--- begin Records to use ---
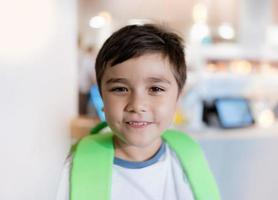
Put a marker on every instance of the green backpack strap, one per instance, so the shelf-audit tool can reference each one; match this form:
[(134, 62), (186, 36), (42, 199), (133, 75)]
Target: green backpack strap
[(194, 164), (91, 171)]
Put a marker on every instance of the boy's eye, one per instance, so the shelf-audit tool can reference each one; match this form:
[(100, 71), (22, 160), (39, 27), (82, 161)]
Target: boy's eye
[(119, 89), (156, 89)]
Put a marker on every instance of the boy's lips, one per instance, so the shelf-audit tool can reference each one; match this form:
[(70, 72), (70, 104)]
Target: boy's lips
[(138, 124)]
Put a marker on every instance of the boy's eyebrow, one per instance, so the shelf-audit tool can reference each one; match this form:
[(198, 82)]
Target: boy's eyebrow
[(116, 80), (158, 80), (150, 79)]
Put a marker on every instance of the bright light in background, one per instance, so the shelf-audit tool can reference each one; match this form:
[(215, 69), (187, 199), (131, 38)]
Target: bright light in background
[(266, 118), (226, 31), (199, 31), (272, 35), (138, 21), (101, 20), (18, 18), (97, 22), (241, 67), (200, 13)]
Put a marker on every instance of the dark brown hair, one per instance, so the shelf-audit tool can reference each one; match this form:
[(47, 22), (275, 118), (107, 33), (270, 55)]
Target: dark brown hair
[(134, 41)]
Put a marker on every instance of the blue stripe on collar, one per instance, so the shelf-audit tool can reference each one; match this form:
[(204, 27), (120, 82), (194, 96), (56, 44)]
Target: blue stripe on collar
[(138, 165)]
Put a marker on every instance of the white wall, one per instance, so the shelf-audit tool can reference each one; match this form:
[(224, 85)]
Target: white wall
[(38, 95), (244, 168)]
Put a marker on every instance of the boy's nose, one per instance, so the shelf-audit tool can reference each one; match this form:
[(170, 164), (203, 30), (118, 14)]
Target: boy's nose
[(136, 103)]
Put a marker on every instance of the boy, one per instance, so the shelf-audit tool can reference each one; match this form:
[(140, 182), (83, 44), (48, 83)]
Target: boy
[(141, 72)]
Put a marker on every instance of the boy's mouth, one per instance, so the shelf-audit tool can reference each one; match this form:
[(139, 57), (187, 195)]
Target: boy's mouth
[(138, 124)]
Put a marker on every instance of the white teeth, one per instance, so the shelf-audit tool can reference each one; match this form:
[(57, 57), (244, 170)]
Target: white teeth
[(138, 123)]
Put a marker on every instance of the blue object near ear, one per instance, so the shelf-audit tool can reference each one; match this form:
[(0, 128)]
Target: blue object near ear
[(97, 102)]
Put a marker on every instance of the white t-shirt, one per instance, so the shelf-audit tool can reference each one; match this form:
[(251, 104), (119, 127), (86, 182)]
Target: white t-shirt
[(160, 178)]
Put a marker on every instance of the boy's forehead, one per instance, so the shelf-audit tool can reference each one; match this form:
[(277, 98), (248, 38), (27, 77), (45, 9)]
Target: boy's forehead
[(153, 65)]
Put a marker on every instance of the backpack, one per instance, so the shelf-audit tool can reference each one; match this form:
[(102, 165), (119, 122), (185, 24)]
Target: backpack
[(91, 171)]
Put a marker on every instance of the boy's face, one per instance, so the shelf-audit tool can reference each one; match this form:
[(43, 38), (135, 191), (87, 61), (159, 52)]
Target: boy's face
[(140, 97)]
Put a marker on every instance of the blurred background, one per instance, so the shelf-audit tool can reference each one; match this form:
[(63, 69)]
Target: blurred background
[(49, 97)]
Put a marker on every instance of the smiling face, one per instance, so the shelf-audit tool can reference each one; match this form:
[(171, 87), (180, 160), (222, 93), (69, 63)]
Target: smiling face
[(140, 97)]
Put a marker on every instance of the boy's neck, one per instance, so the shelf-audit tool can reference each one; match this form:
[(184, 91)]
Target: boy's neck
--- end Records to use ---
### What is asked:
Reproduce every row above word for word, leaving out the pictures.

### Task output:
Put a marker on every instance of the green backpack strap, one per instance, so the shelf-audit tool can reference each one; match this form:
[(134, 62), (186, 36), (42, 199), (133, 75)]
Target: green backpack strap
[(194, 164), (91, 171)]
Put a marker on every instance of the boy's eye, one per instance, so the shelf-audit tool can reference each one; match this form:
[(100, 71), (22, 160), (39, 27), (82, 161)]
Target: boy's eye
[(119, 89), (156, 89)]
Put a marker on every instance of the boy's lips, one per instance, so the shelf-audit tool can reference each one; match this form:
[(70, 72), (70, 104)]
Target: boy's lips
[(138, 124)]
Put a marker on every instance of the boy's eyebrow, one per instance, so the shelf-audit tool can reference each one; match this form:
[(198, 82)]
Target: boy's eyebrow
[(116, 80), (158, 80), (150, 79)]
Put a marker on every instance of the bright light in background, one per instance, so the shelf-audit tool can reference each one; match this form:
[(215, 69), (187, 199), (131, 38)]
Target: bright light in background
[(266, 118), (226, 31), (199, 31), (272, 35), (138, 21), (101, 20), (18, 18), (97, 22), (241, 67), (200, 13)]
Put a marker on every instance of the dark brown hair, one per instance, so the shelf-audit tool can reference each one; match this form:
[(47, 22), (275, 118), (107, 33), (270, 55)]
Target: dark brown hair
[(134, 41)]
Put a marker on every instance of the blue stripe on collar, one per instance, so the shelf-audit tool can reference each one; match this form:
[(204, 27), (120, 82), (194, 96), (56, 44)]
Target: blue stripe on collar
[(138, 165)]
Put a marker on every instance of the white wall, one per instance, so the shelf-audit tool can reference each one; match this form:
[(224, 85)]
Target: white wall
[(38, 95), (244, 168)]
Put a marker on every instance of the boy's nose, one per instance, so the shelf-audit tool can reference each one; match this form:
[(170, 164), (203, 30), (118, 14)]
Target: boy's nose
[(136, 103)]
Put a marker on every instance of the boy, one per instance, so the shelf-audit tool can reference each one; match this form:
[(140, 182), (83, 44), (48, 83)]
Target: boy
[(141, 72)]
Put a marker on every instance of the boy's mouth, one per instance, so the shelf-audit tool can reference each one; match this form:
[(139, 57), (187, 195)]
Target: boy's mouth
[(138, 124)]
Put a marker on every instance of the white teeth, one per instance, so the shelf-audit tool can reference each one; match this form:
[(57, 57), (244, 170)]
Target: white teeth
[(138, 123)]
Put a marker on every instance of the blue object near ear, one per instance, so the shelf-audit tool can reference each one; match this form:
[(0, 128)]
Target: blue object near ear
[(97, 102)]
Put a marker on every instance of the white t-shirt, one per instance, so the shelf-audit tool can reference each one; match this form:
[(251, 104), (119, 127), (86, 182)]
Target: white t-shirt
[(160, 178)]
Put a marker on every instance of the boy's forehead, one per instance, so the shelf-audit tool can reference each one; match this form:
[(277, 98), (248, 38), (27, 77), (45, 9)]
Target: boy's forehead
[(153, 65)]
Put a marker on every instance of the backpack, one per instance, so the shelf-audit tool can reference each one; match this form:
[(102, 165), (119, 122), (185, 24)]
Target: backpack
[(91, 171)]
Put a marker on every instance of the boy's face, one per instance, so the shelf-audit tool can reference each one; match this form:
[(43, 38), (135, 191), (87, 61), (159, 52)]
Target: boy's face
[(140, 97)]
Put a marker on every instance of the blurred background, one per instance, so the shelf-audit tool can reference each one; match this form:
[(63, 69)]
Target: blurred background
[(49, 97)]
Put a marker on every instance of the smiling face, one per instance, so the shelf-audit tool can reference each one; match this form:
[(171, 87), (180, 160), (222, 93), (69, 63)]
Target: smiling face
[(140, 97)]
Put a marker on every instance of the boy's neck, one per instance, so the shelf-audit tool can reference each one; match this form:
[(184, 91)]
Target: boy's neck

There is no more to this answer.